Extract every line starting at the line that contains "the fly abdomen" and ending with the final line of the data, inclusive; give only those lines, word for word.
────────
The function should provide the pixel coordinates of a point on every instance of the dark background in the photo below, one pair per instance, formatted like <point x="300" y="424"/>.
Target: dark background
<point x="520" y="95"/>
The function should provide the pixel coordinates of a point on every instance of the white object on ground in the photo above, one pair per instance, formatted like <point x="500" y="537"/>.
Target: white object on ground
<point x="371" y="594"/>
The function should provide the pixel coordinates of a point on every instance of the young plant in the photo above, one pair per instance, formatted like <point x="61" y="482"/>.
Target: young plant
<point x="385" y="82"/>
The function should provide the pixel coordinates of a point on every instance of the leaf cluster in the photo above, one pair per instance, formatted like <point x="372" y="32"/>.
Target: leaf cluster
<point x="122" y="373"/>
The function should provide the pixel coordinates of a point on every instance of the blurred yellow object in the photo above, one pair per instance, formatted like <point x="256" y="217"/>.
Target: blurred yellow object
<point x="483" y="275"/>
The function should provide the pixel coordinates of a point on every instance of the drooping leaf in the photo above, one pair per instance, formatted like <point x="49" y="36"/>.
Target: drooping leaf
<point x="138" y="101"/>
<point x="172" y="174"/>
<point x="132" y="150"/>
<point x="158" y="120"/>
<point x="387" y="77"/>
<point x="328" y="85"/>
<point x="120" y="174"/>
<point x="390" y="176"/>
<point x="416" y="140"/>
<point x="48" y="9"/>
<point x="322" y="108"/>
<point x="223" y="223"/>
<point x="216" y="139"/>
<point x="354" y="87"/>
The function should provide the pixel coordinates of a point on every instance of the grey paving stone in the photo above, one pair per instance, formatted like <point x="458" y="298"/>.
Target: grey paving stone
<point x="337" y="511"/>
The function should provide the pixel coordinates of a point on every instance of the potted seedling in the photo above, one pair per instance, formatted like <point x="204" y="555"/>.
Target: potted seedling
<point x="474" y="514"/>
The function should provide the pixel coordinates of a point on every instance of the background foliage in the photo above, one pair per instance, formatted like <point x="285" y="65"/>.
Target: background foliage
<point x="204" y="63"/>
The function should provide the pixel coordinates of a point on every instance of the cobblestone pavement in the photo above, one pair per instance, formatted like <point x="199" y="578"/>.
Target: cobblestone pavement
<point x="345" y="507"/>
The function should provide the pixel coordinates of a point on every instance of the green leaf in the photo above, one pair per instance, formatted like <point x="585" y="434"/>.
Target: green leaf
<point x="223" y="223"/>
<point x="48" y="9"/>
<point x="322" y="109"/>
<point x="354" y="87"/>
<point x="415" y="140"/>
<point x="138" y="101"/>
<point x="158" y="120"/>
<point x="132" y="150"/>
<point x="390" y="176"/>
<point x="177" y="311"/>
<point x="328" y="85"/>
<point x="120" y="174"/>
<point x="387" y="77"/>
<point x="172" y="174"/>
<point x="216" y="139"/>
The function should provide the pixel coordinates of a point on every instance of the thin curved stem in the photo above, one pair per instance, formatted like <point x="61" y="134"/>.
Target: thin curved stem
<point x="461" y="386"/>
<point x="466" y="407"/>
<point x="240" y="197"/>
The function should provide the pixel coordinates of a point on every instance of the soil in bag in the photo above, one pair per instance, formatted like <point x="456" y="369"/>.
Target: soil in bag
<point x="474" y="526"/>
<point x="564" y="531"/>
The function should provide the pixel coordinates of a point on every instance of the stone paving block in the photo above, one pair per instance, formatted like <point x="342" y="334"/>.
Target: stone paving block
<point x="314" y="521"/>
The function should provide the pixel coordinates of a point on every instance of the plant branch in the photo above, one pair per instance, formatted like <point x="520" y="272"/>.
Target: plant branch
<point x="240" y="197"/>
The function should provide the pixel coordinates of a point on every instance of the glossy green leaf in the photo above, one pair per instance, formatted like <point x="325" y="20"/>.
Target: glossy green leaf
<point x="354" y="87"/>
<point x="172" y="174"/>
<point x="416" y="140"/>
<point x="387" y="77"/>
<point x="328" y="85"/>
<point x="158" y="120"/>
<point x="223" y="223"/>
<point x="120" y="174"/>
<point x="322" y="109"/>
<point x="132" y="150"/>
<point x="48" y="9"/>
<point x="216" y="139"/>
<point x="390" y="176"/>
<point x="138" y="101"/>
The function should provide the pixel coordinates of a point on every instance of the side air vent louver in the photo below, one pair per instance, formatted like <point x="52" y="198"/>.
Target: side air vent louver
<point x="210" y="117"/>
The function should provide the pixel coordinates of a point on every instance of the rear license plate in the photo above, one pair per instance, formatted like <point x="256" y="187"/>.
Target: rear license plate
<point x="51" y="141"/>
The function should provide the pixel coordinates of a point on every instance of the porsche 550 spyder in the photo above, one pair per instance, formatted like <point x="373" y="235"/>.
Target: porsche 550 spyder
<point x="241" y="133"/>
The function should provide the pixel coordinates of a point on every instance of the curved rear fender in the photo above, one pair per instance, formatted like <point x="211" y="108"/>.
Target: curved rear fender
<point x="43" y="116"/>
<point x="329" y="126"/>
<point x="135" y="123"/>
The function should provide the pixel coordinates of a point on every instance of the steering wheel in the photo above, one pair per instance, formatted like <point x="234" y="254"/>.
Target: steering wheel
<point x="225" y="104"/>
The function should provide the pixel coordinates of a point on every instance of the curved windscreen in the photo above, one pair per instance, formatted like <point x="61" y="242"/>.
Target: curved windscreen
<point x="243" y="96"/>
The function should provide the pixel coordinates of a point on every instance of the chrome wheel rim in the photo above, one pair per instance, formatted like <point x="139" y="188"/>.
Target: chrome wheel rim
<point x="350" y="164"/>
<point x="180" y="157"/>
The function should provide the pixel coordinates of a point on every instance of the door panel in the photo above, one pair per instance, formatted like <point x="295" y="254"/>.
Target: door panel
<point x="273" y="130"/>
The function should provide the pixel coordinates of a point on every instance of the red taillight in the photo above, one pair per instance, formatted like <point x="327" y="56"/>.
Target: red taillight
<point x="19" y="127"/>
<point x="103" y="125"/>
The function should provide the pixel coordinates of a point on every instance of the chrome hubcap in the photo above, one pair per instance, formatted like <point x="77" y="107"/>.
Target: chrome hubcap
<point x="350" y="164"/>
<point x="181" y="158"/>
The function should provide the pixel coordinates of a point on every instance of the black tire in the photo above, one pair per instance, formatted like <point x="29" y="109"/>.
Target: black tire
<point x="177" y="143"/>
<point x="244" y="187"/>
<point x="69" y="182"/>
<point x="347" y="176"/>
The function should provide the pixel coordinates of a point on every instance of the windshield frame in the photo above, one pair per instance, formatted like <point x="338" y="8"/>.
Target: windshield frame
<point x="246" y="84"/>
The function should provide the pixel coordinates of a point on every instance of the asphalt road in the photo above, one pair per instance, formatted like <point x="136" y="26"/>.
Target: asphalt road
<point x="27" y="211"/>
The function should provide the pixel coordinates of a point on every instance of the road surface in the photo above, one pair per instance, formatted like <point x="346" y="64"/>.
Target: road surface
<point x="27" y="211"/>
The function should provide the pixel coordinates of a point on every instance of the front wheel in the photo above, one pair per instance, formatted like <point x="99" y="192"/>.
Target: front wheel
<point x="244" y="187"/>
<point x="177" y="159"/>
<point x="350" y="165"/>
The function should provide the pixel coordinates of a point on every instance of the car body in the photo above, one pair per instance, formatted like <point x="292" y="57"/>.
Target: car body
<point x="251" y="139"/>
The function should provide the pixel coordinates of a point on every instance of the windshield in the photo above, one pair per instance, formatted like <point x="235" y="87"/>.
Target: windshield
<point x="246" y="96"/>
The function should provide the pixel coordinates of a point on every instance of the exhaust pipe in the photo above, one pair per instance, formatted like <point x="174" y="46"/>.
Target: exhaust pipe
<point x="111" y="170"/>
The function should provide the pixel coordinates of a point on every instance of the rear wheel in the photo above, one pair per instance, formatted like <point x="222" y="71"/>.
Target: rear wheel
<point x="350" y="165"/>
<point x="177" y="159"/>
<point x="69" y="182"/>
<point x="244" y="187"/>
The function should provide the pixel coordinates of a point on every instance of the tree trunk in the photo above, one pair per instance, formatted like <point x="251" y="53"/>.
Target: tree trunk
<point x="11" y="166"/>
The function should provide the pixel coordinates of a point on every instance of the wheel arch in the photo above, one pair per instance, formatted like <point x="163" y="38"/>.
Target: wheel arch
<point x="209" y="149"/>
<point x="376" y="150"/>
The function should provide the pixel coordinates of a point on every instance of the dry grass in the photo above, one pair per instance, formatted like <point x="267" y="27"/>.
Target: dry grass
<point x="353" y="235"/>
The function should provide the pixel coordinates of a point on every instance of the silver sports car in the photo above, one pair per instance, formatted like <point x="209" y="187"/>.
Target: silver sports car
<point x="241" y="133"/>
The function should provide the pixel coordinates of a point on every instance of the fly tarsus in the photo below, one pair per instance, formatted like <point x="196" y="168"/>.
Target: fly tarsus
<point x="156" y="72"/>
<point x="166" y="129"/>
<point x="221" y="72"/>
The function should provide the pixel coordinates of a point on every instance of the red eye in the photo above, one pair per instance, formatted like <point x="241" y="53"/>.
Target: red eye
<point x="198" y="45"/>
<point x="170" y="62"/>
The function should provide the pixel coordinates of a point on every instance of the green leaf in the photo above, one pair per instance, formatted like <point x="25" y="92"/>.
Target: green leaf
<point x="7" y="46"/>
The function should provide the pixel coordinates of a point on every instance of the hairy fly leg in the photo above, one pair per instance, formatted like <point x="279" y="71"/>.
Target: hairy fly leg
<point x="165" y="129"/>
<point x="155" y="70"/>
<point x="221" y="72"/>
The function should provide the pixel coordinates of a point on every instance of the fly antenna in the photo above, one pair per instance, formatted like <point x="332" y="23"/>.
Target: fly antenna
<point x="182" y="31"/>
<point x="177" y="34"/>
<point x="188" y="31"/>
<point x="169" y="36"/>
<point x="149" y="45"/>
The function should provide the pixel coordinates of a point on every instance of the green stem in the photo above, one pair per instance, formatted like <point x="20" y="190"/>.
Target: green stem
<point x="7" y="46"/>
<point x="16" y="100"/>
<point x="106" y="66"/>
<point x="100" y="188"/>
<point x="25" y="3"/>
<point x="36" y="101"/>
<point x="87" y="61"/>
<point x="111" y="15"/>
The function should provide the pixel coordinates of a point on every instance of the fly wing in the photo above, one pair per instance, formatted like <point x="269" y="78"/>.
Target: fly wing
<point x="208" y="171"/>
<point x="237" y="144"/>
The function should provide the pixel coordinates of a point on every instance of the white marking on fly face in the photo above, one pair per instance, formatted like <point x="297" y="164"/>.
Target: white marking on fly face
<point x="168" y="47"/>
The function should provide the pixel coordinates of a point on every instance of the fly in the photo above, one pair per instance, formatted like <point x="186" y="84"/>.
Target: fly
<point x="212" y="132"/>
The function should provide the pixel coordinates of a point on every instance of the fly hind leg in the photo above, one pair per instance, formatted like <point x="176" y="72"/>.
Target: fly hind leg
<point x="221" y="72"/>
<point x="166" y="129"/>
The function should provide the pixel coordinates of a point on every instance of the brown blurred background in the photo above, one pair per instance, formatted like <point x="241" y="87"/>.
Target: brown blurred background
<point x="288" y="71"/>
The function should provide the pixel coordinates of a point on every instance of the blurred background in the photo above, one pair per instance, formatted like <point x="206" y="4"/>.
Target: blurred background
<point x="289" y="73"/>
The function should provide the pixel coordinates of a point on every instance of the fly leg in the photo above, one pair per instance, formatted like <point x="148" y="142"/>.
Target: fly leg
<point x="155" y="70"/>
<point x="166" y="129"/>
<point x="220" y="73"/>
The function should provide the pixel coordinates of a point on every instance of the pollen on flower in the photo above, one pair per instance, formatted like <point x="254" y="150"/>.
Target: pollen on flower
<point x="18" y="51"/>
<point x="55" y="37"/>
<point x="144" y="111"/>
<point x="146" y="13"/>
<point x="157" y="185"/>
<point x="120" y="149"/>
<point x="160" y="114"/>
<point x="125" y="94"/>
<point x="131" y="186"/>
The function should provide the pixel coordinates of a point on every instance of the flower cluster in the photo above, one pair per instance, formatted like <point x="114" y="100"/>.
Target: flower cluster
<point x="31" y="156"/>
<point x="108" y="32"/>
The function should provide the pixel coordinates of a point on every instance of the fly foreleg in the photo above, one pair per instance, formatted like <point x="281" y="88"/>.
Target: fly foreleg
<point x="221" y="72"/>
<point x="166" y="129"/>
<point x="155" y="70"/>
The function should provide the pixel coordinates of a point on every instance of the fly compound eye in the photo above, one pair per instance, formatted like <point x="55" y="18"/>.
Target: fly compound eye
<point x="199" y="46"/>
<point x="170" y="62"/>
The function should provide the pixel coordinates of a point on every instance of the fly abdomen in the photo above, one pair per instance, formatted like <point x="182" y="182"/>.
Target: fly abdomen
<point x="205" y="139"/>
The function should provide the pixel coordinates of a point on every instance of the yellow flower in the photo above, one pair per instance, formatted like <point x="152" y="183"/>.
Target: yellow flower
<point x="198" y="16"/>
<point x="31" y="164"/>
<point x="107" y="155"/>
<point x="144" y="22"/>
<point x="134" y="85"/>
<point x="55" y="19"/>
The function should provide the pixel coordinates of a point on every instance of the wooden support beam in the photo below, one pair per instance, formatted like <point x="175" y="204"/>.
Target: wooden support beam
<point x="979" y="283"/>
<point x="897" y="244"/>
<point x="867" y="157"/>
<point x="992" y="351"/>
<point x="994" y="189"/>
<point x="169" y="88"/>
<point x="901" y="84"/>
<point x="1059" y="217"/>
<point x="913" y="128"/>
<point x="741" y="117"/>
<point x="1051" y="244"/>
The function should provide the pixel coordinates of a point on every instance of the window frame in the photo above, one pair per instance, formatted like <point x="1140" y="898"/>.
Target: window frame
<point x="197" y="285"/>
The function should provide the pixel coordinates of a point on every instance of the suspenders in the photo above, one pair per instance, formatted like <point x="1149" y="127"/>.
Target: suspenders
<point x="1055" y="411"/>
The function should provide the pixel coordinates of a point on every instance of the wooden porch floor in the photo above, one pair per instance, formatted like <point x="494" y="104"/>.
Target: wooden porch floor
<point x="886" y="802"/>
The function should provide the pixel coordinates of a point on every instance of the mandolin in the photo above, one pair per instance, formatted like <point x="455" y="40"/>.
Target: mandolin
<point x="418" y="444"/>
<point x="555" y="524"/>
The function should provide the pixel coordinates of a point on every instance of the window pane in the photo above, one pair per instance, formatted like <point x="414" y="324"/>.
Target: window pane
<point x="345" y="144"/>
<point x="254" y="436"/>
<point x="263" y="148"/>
────────
Response to the exercise:
The function should provide the pixel coordinates of a point on every instance of the fly abdomen in the photo above, one pair per instance, formatted like <point x="182" y="182"/>.
Target: fly abdomen
<point x="205" y="139"/>
The function should provide the pixel coordinates of a point on every instance of the yellow flower in the photo above, one pair per instance, formatted like <point x="152" y="183"/>.
Target: yellow flower
<point x="198" y="16"/>
<point x="31" y="164"/>
<point x="107" y="155"/>
<point x="144" y="22"/>
<point x="134" y="85"/>
<point x="55" y="19"/>
The function should provide the pixel coordinates of a point on every instance of the wooden support beam in the photo below, one pair per instance, formatted like <point x="175" y="204"/>.
Target: wooden support beam
<point x="979" y="283"/>
<point x="897" y="244"/>
<point x="867" y="157"/>
<point x="992" y="351"/>
<point x="994" y="189"/>
<point x="169" y="88"/>
<point x="901" y="84"/>
<point x="1059" y="217"/>
<point x="913" y="128"/>
<point x="741" y="117"/>
<point x="1051" y="244"/>
The function should provide the pixel coordinates of a point on every instance of the window frame in the photo above, one pair per instance, formatted like <point x="1140" y="898"/>.
Target: window frame
<point x="197" y="285"/>
The function should provide the pixel coordinates of a point on every instance of the suspenders in the photo above, one pair per instance, formatted like <point x="1149" y="127"/>.
Target: suspenders
<point x="1055" y="411"/>
The function should provide the pixel coordinates of a point on every instance of the wooden porch floor in the photo above, one pair per instance, formatted like <point x="494" y="104"/>.
Target: wooden porch floor
<point x="886" y="802"/>
The function should provide the pixel coordinates of a point on every instance of the mandolin in the photo above, one pair per instance, formatted like <point x="455" y="40"/>.
Target: mandolin
<point x="418" y="444"/>
<point x="555" y="524"/>
The function should provide the pixel coordinates of a point on every instance of the window pane in the photo above, one pair per instance, formatted like <point x="414" y="324"/>.
Target: window pane
<point x="345" y="144"/>
<point x="254" y="436"/>
<point x="263" y="148"/>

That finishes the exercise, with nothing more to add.